[Required task a]
Count the lines of the records that contain the string "desk", treating case as significant, and give only the number.

[Page extract]
------------------------------------

Last weekend the queens had turned commandos and stood bra strap to bra strap against an invasion of the helmeted Tactical Patrol Force. The elite police squad had shut down one of their private gay clubs, the Stonewall Inn at 57 Christopher St., in the heart of a three-block homosexual community in Greenwich Village. Queen Power reared its bleached blonde head in revolt. New York City experienced its first homosexual riot. “We may have lost the battle, sweets, but the war is far from over,” lisped an unofficial lady-in-waiting from the court of the Queens.
“We’ve had all we can take from the Gestapo,” the spokesman, or spokeswoman, continued. “We’re putting our foot down once and for all.” The foot wore a spiked heel. According to reports, the Stonewall Inn, a two-story structure with a sand painted brick and opaque glass facade, was a mecca for the homosexual element in the village who wanted nothing but a private little place where they could congregate, drink, dance and do whatever little girls do when they get together.
The thick glass shut out the outside world of the street. Inside, the Stonewall bathed in wild, bright psychedelic lights, while the patrons writhed to the sounds of a juke box on a square dance floor surrounded by booths and tables. The bar did a good business and the waiters, or waitresses, were always kept busy, as they snaked their way around the dancing customers to the booths and tables. For nearly two years, peace and tranquility reigned supreme for the Alice in Wonderland clientele.
The Raid Last Friday
Last Friday the privacy of the Stonewall was invaded by police from the First Division. It was a raid. They had a warrant. After two years, police said they had been informed that liquor was being served on the premises. Since the Stonewall was without a license, the place was being closed. It was the law.
All hell broke loose when the police entered the Stonewall. The girls instinctively reached for each other. Others stood frozen, locked in an embrace of fear.
Only a handful of police were on hand for the initial landing in the homosexual beachhead. They ushered the patrons out onto Christopher Street, just off Sheridan Square. A crowd had formed in front of the Stonewall and the customers were greeted with cheers of encouragement from the gallery.
The whole proceeding took on the aura of a homosexual Academy Awards Night. The Queens pranced out to the street blowing kisses and waving to the crowd. A beauty of a specimen named Stella wailed uncontrollably while being led to the sidewalk in front of the Stonewall by a cop. She later confessed that she didn’t protest the manhandling by the officer, it was just that her hair was in curlers and she was afraid her new beau might be in the crowd and spot her. She didn’t want him to see her this way, she wept.
The crowd began to get out of hand, eye witnesses said. Then, without warning, Queen Power exploded with all the fury of a gay atomic bomb. Queens, princesses and ladies-in-waiting began hurling anything they could get their polished, manicured fingernails on. Bobby pins, compacts, curlers, lipstick tubes and other femme fatale missiles were flying in the direction of the cops. The war was on. The lilies of the valley had become carnivorous jungle plants.

------------------------------------

[Data to use]
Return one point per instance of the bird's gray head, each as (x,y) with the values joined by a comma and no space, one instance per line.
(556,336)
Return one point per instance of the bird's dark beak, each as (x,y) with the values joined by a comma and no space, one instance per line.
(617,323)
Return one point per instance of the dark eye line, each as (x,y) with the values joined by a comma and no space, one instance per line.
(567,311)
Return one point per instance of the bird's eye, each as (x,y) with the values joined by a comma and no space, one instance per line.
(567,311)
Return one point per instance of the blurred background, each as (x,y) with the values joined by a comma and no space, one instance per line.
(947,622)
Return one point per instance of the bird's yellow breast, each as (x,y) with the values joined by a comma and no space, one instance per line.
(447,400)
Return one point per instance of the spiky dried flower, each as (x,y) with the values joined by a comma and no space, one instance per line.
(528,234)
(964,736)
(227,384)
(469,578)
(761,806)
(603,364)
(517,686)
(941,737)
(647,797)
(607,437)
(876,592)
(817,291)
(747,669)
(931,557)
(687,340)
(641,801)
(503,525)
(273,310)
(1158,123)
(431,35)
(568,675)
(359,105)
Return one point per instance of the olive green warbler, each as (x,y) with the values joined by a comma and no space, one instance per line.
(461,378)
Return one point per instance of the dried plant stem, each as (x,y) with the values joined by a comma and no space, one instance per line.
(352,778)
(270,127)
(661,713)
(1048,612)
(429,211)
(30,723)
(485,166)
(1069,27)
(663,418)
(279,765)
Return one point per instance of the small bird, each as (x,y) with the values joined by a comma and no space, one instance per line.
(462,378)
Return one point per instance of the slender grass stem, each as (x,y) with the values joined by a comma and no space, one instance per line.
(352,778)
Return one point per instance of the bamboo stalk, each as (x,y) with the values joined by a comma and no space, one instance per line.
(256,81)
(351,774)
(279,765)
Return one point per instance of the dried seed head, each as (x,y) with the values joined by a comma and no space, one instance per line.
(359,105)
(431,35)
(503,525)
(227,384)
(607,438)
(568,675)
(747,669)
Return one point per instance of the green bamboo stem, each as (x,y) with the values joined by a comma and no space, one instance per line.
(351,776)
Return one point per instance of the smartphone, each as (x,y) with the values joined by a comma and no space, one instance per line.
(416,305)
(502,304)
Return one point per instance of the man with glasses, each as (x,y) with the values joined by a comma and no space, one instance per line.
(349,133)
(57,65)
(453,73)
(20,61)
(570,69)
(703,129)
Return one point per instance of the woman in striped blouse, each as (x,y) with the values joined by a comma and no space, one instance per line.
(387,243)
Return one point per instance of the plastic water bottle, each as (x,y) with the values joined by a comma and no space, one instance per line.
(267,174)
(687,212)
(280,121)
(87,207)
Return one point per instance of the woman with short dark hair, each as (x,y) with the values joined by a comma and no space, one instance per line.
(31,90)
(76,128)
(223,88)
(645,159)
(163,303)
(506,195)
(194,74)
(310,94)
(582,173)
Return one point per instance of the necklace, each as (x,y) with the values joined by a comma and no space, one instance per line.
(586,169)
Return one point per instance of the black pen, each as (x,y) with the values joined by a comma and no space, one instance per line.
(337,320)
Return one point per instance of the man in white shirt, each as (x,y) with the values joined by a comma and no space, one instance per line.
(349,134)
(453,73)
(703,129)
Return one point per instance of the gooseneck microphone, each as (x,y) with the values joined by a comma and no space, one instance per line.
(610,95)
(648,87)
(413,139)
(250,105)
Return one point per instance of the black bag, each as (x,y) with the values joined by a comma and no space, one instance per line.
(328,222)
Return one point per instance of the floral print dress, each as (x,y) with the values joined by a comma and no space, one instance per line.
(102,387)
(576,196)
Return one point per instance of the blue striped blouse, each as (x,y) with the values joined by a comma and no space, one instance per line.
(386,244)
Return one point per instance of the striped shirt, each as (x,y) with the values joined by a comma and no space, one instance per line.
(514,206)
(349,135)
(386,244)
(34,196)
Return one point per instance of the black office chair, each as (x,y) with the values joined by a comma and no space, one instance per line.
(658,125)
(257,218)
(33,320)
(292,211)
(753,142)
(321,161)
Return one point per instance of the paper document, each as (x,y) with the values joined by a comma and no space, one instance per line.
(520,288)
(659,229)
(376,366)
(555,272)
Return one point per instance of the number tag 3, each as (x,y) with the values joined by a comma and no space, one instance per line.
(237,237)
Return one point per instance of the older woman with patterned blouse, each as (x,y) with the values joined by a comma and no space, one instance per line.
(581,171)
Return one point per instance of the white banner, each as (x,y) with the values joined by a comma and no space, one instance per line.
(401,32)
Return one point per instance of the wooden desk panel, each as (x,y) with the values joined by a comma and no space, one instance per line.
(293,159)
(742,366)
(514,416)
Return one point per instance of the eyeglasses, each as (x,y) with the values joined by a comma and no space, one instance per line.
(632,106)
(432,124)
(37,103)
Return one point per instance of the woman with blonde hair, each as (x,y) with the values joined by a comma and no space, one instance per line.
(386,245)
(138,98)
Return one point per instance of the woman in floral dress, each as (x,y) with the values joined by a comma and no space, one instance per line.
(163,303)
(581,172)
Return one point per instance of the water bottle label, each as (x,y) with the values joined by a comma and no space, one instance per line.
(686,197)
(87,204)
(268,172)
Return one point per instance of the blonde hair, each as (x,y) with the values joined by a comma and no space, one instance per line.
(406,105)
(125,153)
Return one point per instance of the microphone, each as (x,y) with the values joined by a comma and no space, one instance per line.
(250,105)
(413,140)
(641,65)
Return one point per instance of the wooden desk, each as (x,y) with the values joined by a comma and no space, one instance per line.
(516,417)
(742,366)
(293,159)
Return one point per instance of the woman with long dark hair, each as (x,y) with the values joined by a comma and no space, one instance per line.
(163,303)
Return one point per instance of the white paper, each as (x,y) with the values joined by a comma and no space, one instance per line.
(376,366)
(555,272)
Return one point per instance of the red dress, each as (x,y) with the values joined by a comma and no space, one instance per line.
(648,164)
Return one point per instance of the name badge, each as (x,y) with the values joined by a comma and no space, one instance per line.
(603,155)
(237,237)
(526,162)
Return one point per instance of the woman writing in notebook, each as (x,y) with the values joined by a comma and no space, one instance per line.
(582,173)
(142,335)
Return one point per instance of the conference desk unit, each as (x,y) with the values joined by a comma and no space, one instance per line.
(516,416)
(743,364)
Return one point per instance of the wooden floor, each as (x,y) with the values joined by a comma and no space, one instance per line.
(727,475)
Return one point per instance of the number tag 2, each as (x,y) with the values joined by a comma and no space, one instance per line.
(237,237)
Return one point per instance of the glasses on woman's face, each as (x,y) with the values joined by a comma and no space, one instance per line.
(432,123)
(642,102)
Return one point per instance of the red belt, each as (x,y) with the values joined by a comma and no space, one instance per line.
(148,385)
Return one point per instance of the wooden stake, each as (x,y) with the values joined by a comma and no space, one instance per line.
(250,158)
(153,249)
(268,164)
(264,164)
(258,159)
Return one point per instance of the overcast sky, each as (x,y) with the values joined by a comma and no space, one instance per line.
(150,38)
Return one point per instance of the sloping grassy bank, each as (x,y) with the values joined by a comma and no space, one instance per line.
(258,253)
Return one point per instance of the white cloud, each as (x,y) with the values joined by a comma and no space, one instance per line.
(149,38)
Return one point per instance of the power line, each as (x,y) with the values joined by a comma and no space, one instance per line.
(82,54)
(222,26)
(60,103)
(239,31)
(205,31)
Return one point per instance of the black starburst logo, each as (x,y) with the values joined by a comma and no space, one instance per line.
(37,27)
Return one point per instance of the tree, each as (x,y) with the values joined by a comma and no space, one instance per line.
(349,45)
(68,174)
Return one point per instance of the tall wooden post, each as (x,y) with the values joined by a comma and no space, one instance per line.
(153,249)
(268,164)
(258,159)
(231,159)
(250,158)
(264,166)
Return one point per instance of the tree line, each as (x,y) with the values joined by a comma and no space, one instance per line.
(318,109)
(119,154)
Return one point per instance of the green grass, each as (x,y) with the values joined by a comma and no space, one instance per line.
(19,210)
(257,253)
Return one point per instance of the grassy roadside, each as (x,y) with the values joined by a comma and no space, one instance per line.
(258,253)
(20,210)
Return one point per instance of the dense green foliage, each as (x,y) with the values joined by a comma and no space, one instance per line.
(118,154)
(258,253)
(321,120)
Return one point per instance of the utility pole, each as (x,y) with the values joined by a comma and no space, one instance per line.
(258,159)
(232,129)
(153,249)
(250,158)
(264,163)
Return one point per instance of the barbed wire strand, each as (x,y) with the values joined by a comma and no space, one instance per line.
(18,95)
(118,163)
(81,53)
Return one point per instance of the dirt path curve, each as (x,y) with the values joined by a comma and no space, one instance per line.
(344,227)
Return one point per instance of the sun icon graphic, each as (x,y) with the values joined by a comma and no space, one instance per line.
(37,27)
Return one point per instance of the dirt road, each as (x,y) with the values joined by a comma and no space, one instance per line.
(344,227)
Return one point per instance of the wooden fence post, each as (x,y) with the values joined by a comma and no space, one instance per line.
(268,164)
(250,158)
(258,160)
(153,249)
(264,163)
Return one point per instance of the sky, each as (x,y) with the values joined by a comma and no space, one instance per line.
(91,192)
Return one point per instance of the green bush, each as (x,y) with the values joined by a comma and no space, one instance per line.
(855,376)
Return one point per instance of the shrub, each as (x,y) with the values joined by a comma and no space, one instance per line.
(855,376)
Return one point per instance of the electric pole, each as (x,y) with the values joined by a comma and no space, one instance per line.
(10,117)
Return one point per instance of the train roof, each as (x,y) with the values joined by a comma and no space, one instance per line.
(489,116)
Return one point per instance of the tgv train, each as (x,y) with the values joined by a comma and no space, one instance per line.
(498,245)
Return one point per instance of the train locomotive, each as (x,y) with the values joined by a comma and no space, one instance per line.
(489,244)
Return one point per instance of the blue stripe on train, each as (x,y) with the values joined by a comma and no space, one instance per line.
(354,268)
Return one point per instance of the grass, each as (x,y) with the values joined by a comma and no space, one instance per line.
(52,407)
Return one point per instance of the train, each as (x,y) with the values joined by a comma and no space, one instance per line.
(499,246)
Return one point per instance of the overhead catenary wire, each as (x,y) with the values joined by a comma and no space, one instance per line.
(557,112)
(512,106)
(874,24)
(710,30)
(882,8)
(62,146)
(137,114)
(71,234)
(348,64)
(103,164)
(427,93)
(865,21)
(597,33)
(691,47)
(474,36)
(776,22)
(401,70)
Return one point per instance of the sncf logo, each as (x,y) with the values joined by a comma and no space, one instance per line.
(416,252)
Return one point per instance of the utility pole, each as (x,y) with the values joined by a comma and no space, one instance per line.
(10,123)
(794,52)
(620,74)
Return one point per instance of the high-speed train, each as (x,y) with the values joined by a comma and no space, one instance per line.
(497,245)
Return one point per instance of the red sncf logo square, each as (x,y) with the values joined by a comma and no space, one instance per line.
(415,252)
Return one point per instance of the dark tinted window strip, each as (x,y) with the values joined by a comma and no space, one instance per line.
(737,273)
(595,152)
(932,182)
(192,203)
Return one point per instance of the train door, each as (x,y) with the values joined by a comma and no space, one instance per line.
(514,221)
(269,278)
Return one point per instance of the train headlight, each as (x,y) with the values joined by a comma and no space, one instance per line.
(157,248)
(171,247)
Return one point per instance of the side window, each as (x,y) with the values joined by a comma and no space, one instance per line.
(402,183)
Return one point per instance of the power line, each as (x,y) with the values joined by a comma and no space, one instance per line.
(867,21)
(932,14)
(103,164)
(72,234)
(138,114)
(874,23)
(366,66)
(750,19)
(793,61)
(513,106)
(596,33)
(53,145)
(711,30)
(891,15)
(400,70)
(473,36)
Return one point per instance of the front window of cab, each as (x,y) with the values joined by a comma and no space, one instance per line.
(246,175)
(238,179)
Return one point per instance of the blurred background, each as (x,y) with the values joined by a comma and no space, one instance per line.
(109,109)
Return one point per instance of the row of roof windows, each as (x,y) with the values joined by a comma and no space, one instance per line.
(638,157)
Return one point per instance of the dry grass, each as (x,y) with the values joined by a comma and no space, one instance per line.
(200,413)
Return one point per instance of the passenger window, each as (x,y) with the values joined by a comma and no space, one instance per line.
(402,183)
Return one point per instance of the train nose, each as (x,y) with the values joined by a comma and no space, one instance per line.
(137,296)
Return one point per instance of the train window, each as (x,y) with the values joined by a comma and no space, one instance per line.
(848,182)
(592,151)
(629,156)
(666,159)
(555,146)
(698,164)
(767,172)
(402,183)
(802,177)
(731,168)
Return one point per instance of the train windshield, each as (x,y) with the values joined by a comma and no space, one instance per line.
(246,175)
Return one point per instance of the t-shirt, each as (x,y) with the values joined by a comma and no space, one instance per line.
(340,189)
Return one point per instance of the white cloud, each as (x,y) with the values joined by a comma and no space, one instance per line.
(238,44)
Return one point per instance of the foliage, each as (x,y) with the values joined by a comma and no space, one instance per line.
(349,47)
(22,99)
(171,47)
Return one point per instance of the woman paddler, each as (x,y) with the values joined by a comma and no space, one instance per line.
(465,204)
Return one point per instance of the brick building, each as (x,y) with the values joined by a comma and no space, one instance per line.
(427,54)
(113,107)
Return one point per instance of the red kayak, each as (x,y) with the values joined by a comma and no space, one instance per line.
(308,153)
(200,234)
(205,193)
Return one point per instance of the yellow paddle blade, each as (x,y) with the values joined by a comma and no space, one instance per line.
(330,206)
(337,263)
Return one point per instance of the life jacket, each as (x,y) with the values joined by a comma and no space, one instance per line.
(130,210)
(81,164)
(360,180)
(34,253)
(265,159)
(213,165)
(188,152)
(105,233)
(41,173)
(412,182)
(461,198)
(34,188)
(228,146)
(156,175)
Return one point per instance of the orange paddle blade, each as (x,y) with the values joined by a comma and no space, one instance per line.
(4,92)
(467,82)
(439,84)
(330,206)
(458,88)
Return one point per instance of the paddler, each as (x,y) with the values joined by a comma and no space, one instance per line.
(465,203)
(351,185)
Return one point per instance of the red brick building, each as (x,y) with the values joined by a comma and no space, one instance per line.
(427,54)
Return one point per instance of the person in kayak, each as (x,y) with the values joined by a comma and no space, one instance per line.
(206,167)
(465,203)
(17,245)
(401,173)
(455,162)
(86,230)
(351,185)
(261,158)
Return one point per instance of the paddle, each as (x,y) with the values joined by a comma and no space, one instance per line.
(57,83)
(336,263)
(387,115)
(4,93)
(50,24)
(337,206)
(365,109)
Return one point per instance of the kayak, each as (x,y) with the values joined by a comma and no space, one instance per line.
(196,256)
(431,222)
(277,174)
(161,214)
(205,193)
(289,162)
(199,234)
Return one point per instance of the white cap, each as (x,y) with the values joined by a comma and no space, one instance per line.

------------------------------------

[Required task b]
For each statement, decide whether it agrees with the account of the Stonewall Inn raid above, answering yes or no and quoting the words of the account that decide it: (i) the Stonewall Inn stood at 57 Christopher St.; (ii) the police raided the Stonewall on a Saturday; (iii) the Stonewall held a liquor license.

[Correct answer a]
3

[Correct answer b]
(i) Yes: "the Stonewall Inn at 57 Christopher St."
(ii) No: "Last Friday the privacy of the Stonewall was invaded by police from the First Division."
(iii) No: "Since the Stonewall was without a license, the place was being closed."